* TASK STATEMENT *
Render every line of the records below as a Markdown table with the columns "Row" and "Line." Number the rows in order and leave out blank lines.
[Begin TASK MATERIAL]
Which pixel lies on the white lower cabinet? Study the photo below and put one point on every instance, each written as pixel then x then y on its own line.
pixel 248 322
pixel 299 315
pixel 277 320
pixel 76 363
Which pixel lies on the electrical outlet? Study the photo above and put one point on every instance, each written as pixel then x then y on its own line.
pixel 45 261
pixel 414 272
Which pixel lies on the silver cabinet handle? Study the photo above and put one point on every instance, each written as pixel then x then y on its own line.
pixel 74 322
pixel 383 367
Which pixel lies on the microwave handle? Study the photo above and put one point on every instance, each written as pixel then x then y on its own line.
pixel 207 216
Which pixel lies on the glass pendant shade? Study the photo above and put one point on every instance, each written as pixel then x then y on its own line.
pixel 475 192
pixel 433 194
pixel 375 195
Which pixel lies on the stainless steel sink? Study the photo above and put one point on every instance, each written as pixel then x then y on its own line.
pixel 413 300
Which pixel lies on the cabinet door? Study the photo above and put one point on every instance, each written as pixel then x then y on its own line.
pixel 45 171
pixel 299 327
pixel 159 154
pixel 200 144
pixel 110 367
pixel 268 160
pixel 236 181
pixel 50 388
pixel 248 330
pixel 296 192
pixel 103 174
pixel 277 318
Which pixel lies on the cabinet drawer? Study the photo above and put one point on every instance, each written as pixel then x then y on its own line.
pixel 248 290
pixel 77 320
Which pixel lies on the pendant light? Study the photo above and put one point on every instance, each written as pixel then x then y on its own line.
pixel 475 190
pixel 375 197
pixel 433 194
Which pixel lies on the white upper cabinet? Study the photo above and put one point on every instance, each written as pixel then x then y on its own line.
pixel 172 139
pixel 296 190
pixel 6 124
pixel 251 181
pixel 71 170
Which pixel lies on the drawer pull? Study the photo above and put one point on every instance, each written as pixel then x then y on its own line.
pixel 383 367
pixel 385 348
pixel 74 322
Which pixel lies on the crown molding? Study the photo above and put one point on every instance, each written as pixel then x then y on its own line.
[End TASK MATERIAL]
* SOLUTION *
| Row | Line |
|---|---|
| 1 | Which pixel lies on the white lower cabinet? Study the photo below and put one point on every instance, each written as pixel then x then y on its own line. |
| 2 | pixel 248 322 |
| 3 | pixel 299 315 |
| 4 | pixel 277 320 |
| 5 | pixel 76 363 |
| 6 | Which pixel lies on the electrical outlet? Study the photo above and put one point on every instance, each written as pixel then x then y on its own line. |
| 7 | pixel 45 261 |
| 8 | pixel 414 272 |
| 9 | Which pixel lies on the silver cabinet handle? Study the photo above and put one point on every instance, each written as pixel then x then y on its own line. |
| 10 | pixel 74 322 |
| 11 | pixel 383 367 |
| 12 | Which pixel lies on the microwave handle? Study the photo above and put one point on every instance, each written as pixel then x then y on its own line. |
| 13 | pixel 207 216 |
| 14 | Which pixel lies on the glass pendant shade? Study the photo above and put one point on every instance, each written as pixel then x then y on its own line. |
| 15 | pixel 475 192 |
| 16 | pixel 433 194 |
| 17 | pixel 375 195 |
| 18 | Which pixel lies on the stainless steel sink? Study the photo above and put one point on every instance, each written as pixel then x then y on its own line. |
| 19 | pixel 413 300 |
| 20 | Which pixel lies on the cabinet door? Study the photo above and put one point on every instance, each written as pixel then x then y on its own line. |
| 21 | pixel 45 171 |
| 22 | pixel 299 327 |
| 23 | pixel 159 154 |
| 24 | pixel 200 144 |
| 25 | pixel 110 367 |
| 26 | pixel 268 160 |
| 27 | pixel 236 181 |
| 28 | pixel 50 388 |
| 29 | pixel 248 330 |
| 30 | pixel 296 192 |
| 31 | pixel 103 174 |
| 32 | pixel 277 318 |
| 33 | Which pixel lies on the cabinet drawer? Study the photo above and put one point on every instance, each written as pixel then x then y on its own line. |
| 34 | pixel 248 290 |
| 35 | pixel 77 320 |
| 36 | Which pixel lies on the pendant light? Study the photo above and put one point on every instance, each written as pixel then x then y on its own line. |
| 37 | pixel 475 190 |
| 38 | pixel 375 197 |
| 39 | pixel 433 194 |
| 40 | Which pixel lies on the white upper cabinet? Study the photo above and put one point on every instance, each written as pixel then x then y on its own line. |
| 41 | pixel 172 139 |
| 42 | pixel 296 190 |
| 43 | pixel 6 124 |
| 44 | pixel 251 181 |
| 45 | pixel 71 170 |
| 46 | Which pixel lies on the drawer pull? Study the photo above and put one point on every instance, each written as pixel then x then y on its own line. |
| 47 | pixel 383 367 |
| 48 | pixel 385 348 |
| 49 | pixel 74 322 |
| 50 | Which pixel lies on the crown molding? Study the photo above and put one point on every instance, each written as pixel then x then y on its own line. |